→ **AUSGEWÄHLTER AUSZUG**

========

Andererseits ist das Christentum aber just hierdurch überlebensfähig geworden – ob es ohne diesen Pakt mit dem römischen Kaiser die Zeiten überstanden hätte, ist sehr fraglich. Die Sekte wäre womöglich untergegangen oder wäre recht unbedeutend geblieben. Zugleich wurden die Christen aber durch diesen Pakt mit der weltlichen Macht auch hochgradig korrumpiert. Denn nun ging es immer mehr um Machtfragen, um persönlichen Profit und persönliche Vorteile. Und damit haben wir zwei Sorten von Christen.

Zwei Sorten von Christen

  1. Die Naivlinge, die immer die andere Wange hinhalten, egal bei wem. Ganz liebe Leute, die aber nur in einer friedlichen Umwelt überlebensfähig sind, wenn andere ihnen die Selbstverteidigung und den Schutz abnehmen. So wie Jesus, der in einer zivilisierten Gesellschaft leben durfte, so wie die Deutschen nach dem Zweiten Weltkrieg, die sich von den bösen Amis beschützen ließen, sich also nicht mehr selbst die Hände schmutzig machen mussten, was zu einer völligen Infantilisierung und Deppenhaftigkeit der Deutschen führte.

Hierfür stehen ganz besonders die reinen Grünen oder die Piraten. Nicht die ihreseits korrumpierten, sondern die wirklich reinen. Die sympathischen Spinner, die zu kaum was zu gebrauchen, aber nicht unsympathisch sind. Sie sind quasi Jesu Nachfolger. Jesus wäre heute bestimmt ein Grüner oder ein Pirat. Ein reiner, nicht korrumpierter, nicht machtgeiler Grüner.

  1. Die korrupten Christen: Diese finden wir insbesondere im Funktions- und Führungspersonal des Klerus. Die Bischöfe, die sich sogar von Atheisten und Buddhisten aushalten lassen und sechsstellige Jahresgehälter kassieren plus Wohnung, Dienstwagen, Sekretärin, Büro etc. Die Kardinäle, der steinreiche Vatikan, der auch mit der Mafia Geschäfte macht, und viele andere, die sich mit der weltlichen Macht verbünden, die mit dieser Lehre Geschäfte machen, die nur am Sonntag richtig christlich sind, unter der Woche aber ganz anderes tun.

Und die Christenmoral war immer schon praktisch, um das einfache Volk klein zu halten, war immer schon eine „Sklaven- oder Knechte-Moral“, keine Moral freier, selbstbewusster, mündiger, emanzipierter Bürger. Insofern war diese Moral immer auch interessant für die weltlichen Herrscher. Weniger für sich selbst, sondern mehr für ihre Untertanen.

========

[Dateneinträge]

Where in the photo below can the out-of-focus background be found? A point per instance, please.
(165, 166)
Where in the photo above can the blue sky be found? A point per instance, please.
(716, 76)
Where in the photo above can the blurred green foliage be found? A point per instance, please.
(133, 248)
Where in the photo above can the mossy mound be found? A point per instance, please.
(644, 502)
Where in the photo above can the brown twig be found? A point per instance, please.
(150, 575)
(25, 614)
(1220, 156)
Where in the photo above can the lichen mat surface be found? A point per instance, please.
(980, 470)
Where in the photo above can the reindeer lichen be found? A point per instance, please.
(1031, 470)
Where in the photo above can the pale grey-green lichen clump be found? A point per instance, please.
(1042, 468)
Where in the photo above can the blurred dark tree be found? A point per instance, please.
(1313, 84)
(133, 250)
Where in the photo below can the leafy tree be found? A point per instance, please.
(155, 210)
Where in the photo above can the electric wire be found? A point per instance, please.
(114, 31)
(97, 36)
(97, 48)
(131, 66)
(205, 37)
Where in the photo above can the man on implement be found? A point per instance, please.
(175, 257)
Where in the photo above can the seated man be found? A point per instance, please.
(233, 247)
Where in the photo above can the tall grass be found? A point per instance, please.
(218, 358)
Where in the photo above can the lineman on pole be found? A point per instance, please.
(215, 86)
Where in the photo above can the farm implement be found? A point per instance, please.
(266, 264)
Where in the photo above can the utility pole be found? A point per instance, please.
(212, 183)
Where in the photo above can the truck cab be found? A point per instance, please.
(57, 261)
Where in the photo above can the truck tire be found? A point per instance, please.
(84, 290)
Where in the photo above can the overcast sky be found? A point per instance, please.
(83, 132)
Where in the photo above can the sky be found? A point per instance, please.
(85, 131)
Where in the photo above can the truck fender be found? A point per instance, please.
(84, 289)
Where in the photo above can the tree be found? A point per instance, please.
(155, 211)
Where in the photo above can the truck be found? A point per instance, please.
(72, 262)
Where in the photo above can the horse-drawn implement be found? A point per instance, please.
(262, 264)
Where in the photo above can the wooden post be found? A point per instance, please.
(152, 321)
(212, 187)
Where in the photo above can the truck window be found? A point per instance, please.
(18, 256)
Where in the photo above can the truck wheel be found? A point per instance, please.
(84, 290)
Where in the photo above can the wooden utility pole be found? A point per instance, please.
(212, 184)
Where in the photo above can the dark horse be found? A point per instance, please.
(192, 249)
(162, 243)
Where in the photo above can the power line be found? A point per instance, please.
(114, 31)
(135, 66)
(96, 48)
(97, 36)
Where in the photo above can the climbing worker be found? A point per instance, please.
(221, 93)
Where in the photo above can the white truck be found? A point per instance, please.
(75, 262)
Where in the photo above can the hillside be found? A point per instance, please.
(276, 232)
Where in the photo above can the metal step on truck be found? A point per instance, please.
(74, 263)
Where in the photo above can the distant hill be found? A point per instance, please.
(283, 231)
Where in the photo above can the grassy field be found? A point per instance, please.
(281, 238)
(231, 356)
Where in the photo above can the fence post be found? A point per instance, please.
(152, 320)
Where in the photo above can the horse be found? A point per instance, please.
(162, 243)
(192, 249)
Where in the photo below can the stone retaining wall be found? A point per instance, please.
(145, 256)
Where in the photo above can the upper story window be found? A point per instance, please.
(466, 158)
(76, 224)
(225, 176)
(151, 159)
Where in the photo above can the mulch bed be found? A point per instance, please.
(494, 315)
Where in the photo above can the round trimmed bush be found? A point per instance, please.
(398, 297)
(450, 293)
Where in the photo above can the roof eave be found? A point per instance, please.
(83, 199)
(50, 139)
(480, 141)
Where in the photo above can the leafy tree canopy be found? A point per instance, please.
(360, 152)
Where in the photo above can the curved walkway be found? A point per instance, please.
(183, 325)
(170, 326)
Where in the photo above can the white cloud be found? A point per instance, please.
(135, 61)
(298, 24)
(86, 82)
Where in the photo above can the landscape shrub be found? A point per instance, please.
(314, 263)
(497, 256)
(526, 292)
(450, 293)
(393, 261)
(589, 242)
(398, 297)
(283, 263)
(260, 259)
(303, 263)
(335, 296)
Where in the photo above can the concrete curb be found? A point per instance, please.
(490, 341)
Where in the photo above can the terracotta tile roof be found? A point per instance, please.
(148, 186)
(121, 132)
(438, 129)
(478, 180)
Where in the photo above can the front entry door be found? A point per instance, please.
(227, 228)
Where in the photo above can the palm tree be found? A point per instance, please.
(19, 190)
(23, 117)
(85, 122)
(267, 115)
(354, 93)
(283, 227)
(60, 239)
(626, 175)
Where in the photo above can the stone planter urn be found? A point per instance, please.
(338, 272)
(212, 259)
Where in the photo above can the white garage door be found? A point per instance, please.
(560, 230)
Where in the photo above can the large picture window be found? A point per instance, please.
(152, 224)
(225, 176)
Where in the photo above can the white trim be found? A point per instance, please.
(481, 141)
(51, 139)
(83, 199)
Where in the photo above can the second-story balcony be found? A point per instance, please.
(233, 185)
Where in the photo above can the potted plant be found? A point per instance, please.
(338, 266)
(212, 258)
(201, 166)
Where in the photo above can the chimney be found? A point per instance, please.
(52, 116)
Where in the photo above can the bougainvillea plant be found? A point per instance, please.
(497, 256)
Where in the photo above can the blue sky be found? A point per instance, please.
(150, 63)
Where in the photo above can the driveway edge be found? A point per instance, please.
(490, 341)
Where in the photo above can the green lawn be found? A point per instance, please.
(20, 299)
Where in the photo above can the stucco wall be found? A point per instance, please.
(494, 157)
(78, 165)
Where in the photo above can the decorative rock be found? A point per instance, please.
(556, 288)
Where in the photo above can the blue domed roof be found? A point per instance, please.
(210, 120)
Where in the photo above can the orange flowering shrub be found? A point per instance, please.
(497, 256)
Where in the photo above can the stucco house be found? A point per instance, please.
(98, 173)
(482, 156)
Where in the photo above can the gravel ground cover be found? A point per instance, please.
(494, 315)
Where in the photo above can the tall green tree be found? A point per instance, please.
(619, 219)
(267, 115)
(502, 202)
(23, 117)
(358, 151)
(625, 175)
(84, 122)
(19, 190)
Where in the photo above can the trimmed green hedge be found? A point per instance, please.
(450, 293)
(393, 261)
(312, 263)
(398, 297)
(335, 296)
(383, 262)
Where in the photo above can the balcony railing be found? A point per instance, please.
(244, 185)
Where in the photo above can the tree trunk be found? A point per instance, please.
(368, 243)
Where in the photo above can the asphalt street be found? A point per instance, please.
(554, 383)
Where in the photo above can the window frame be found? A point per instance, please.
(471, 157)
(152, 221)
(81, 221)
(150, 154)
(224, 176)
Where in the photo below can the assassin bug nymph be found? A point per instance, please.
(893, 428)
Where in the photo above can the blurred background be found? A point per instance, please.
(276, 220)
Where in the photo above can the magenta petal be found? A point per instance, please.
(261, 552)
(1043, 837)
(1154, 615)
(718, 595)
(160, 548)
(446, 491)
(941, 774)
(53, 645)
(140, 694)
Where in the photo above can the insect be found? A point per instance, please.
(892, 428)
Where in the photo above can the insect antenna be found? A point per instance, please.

========

→ **AUFGABE 1**
Wo finden sich laut dem Textauszug insbesondere die korrupten Christen?
→ **AUFGABE 2**
Schreib den Textauszug zwischen „Hierfür stehen ganz“ und „ganz anderes tun.“, einschließlich, neu und ersetze dabei „Kardinäle“ durch „Erzbischöfe“.
→ **AUFGABE 3**
Fasse den Textauszug in drei Sätzen zusammen.
Die Liste stammt aus einer anderen Quelle als der Textauszug.

→ **ANTWORT 1**
Im Funktions- und Führungspersonal des Klerus.

→ **ANTWORT 2**
Hierfür stehen ganz besonders die reinen Grünen oder die Piraten. Nicht die ihreseits korrumpierten, sondern die wirklich reinen. Die sympathischen Spinner, die zu kaum was zu gebrauchen, aber nicht unsympathisch sind. Sie sind quasi Jesu Nachfolger. Jesus wäre heute bestimmt ein Grüner oder ein Pirat. Ein reiner, nicht korrumpierter, nicht machtgeiler Grüner.

  1. Die korrupten Christen: Diese finden wir insbesondere im Funktions- und Führungspersonal des Klerus. Die Bischöfe, die sich sogar von Atheisten und Buddhisten aushalten lassen und sechsstellige Jahresgehälter kassieren plus Wohnung, Dienstwagen, Sekretärin, Büro etc. Die Erzbischöfe, der steinreiche Vatikan, der auch mit der Mafia Geschäfte macht, und viele andere, die sich mit der weltlichen Macht verbünden, die mit dieser Lehre Geschäfte machen, die nur am Sonntag richtig christlich sind, unter der Woche aber ganz anderes tun.

→ **ANTWORT 3**
Der Pakt mit dem römischen Kaiser hat das Christentum überlebensfähig gemacht, die Christen aber zugleich hochgradig korrumpiert. Daraus ergeben sich zwei Sorten von Christen: die Naivlinge, die immer die andere Wange hinhalten, und die korrupten Christen, die vor allem im Führungspersonal des Klerus zu finden sind. Die Christenmoral war immer schon eine „Sklaven- oder Knechte-Moral“, die das einfache Volk klein hielt und deshalb für die weltlichen Herrscher interessant war.